→ EXCERTO ESCOLHIDO:
*****

D. João de França defendia energicamente aquilo em que acreditava e que amava, por isso usou toda a sua vontade para dotar o Seminário que tinha aberto de uma biblioteca capaz de ajudar a formação do clero. O seu trabalho nesta área iniciou, de acordo com os historiadores, a época de ouro do Seminário do Porto e a inauguração da sua amada biblioteca integrou uma cerimónia que incluiu a apresentação do retrato episcopal de D. João, à qual não pode assistir por se encontrar já muito doente.
Mas, para além do amor aos livros, o bispo do Porto fazia questão em exercer em pleno a sua vocação de eclesiástico. Assim, em 29 de Junho de 1867 encontra-se em Roma para a celebração do décimo-oitavo centenário do martírio de S. Pedro e Paulo, sendo agraciado pelo Papa com o título de Prelado Assistente ao Sólio Pontifício.
Regressado a Portugal, continuou a promover Visitas Pastorais às igrejas de diferentes comarcas. A de S. Cosme, sua terra Natal, foi também visitada por ele e apesar de lhe terem colocado um trono no altar-mor recusou-o, tendo com simplicidade falado aos fiéis e administrado o crisma. A 16 de março de 1868, depois de longo sofrimento provocado pelas doenças que tinha apanhado no Oriente, D. João de Castro e Moura morre, sem testamento. Diz o seu biógrafo, Augusto ferreira, na obra Memórias Arqueológico-históricas da Cidade do Porto que se distinguiu pela humildade e bondade, empregando os rendimentos da mitra em esmolas e em melhorar o Seminário, instituição que recebeu todos os seus livros.
D. João era grande bibliófilo e na sua vasta biblioteca existiam muitos livros chineses. Segundo Camilo de Oliveira, o autor da Monografia de Gondomar, encontrava-se na Biblioteca Municipal do Porto uma caixa de papelão, com uma folha manuscrita colada no exterior que dizia: “colecção de livros chineses oferecidos a esta Real Biblioteca Portuense pelo Ex.mo e Reve.mo Sr. D. João daFrança Castro e Moura, bispo eleito de Pekin, depois Bispo do Porto”.

*****

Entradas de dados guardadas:
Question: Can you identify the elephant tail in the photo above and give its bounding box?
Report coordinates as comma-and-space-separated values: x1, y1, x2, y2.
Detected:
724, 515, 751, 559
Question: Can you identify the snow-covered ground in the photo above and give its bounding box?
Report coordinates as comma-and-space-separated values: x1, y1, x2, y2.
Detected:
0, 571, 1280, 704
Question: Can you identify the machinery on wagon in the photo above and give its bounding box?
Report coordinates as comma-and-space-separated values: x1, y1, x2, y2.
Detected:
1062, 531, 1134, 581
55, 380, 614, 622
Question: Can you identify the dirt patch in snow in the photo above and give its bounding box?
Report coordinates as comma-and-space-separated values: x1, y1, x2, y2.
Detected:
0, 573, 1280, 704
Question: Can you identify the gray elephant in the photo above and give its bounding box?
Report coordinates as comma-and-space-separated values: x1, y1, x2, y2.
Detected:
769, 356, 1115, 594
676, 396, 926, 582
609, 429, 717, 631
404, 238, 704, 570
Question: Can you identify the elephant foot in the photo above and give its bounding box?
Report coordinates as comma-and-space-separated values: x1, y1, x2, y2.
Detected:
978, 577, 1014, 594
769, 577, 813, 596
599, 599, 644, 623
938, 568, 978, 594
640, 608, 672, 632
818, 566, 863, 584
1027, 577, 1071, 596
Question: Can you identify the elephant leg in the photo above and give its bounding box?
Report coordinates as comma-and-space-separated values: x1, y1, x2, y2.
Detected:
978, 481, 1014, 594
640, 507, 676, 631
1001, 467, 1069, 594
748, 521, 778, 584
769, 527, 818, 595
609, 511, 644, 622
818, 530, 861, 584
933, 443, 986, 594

*****

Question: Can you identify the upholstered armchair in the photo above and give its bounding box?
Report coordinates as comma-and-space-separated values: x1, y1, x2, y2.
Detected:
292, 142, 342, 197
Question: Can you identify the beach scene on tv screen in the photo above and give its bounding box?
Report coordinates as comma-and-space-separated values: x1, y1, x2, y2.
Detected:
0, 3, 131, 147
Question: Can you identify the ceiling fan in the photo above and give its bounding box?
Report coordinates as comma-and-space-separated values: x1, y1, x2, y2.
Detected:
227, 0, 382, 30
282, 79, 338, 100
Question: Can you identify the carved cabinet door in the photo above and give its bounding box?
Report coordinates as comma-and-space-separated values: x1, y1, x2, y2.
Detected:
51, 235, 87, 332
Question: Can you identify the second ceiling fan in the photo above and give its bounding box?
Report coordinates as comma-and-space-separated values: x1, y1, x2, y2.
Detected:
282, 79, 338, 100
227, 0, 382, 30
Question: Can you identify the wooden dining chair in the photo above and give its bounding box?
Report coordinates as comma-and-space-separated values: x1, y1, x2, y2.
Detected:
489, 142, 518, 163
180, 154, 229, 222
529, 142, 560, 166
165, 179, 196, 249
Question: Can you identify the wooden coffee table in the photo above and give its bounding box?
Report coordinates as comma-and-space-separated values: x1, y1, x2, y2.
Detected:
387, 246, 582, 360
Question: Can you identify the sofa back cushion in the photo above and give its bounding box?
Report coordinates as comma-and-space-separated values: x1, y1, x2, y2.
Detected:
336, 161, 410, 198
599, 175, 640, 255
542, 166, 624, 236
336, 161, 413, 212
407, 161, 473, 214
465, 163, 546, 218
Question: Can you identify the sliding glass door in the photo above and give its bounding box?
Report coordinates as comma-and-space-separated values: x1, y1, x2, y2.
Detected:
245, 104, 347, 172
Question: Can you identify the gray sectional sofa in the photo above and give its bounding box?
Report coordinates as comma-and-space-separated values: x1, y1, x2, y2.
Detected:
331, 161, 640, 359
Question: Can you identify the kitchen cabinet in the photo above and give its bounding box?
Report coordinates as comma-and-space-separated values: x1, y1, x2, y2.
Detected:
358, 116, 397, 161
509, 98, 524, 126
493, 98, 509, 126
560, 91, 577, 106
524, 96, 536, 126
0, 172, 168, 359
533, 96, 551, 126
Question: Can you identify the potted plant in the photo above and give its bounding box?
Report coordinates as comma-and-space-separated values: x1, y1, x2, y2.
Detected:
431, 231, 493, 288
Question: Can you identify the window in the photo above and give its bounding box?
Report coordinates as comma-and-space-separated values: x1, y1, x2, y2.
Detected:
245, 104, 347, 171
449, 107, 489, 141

*****

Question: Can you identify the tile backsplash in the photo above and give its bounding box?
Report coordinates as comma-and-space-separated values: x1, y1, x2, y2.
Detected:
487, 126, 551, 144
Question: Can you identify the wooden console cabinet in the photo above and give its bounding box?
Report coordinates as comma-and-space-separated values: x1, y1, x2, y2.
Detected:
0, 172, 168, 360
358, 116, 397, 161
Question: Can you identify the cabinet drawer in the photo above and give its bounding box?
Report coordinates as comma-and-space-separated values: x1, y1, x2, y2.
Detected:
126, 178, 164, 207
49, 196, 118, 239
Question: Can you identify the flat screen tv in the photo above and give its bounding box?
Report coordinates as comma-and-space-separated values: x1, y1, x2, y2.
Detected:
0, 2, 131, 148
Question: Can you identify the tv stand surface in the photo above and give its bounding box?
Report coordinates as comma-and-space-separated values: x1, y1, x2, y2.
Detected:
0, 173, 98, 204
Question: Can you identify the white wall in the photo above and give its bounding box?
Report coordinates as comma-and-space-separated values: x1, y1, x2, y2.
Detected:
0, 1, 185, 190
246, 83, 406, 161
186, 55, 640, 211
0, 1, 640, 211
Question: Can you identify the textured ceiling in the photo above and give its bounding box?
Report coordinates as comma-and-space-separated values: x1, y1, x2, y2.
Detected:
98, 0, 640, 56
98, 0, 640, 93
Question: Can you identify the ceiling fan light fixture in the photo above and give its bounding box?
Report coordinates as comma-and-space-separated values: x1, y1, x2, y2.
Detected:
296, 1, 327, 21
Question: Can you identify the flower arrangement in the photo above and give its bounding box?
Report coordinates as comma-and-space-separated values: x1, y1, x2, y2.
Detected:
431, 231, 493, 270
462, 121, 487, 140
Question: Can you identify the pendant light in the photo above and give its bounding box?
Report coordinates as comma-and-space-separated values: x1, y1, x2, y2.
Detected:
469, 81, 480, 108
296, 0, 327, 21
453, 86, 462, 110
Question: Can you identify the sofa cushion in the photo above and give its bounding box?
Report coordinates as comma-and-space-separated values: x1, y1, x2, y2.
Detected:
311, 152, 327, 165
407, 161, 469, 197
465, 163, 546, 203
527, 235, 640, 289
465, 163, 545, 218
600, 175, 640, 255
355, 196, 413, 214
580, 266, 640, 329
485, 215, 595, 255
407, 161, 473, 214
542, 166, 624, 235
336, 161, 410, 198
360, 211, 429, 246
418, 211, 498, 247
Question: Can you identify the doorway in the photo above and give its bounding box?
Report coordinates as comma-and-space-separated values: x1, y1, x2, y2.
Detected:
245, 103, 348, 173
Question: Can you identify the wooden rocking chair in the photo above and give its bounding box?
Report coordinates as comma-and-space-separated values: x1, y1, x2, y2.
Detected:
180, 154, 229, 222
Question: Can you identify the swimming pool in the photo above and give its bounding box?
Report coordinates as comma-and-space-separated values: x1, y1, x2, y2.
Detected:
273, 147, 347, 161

*****

→ TAREFAS DO EXERCÍCIO:
A. No texto sobre D. João de França, reescreva o trecho que começa com as palavras "Regressado a Portugal, continuou" e termina em "os seus livros.", trocando "humildade" por "modéstia".
B. Por favor, retome o texto sobre D. João de França a partir do ponto em que termina.

→ RESPOSTAS POR NÚMERO:
A.
Regressado a Portugal, continuou a promover Visitas Pastorais às igrejas de diferentes comarcas. A de S. Cosme, sua terra Natal, foi também visitada por ele e apesar de lhe terem colocado um trono no altar-mor recusou-o, tendo com simplicidade falado aos fiéis e administrado o crisma. A 16 de março de 1868, depois de longo sofrimento provocado pelas doenças que tinha apanhado no Oriente, D. João de Castro e Moura morre, sem testamento. Diz o seu biógrafo, Augusto ferreira, na obra Memórias Arqueológico-históricas da Cidade do Porto que se distinguiu pela modéstia e bondade, empregando os rendimentos da mitra em esmolas e em melhorar o Seminário, instituição que recebeu todos os seus livros.

B.
Ainda em vida, D. João fez publicar, por Ernesto Chardron e Bartolomeu H. de Morais, um manuscrito que possuía do Grande Diccionario portuguez ou Thesouro da lingua portugueza, em cinco volumes, de Fr. Domingos Vieira. Também escreveu a obra “Breve Relação da Propagação da Religião Christã na China desde o Século XVI até Nossos Dias”.
Da família França Castro e Moura ainda existem muitos descendentes a viver em Gondomar. Alguns deles tiveram cargos importantes na vida pública do concelho, como se depreende de uma leitura atenta às atas das sessões camarárias onde a presença destes apelidos é uma constante. A memória das gentes recorda o amor pelos livros deste prelado e a sua humildade. A história da literatura assinala que da sua família era a primeira mulher de Camilo, a celebrada "Quininha”, nascida Joaquina Pereira de França, que morreu jovem, em Friúme, abandonada pelo escritor que, no Porto, iniciava a sua carreira literária.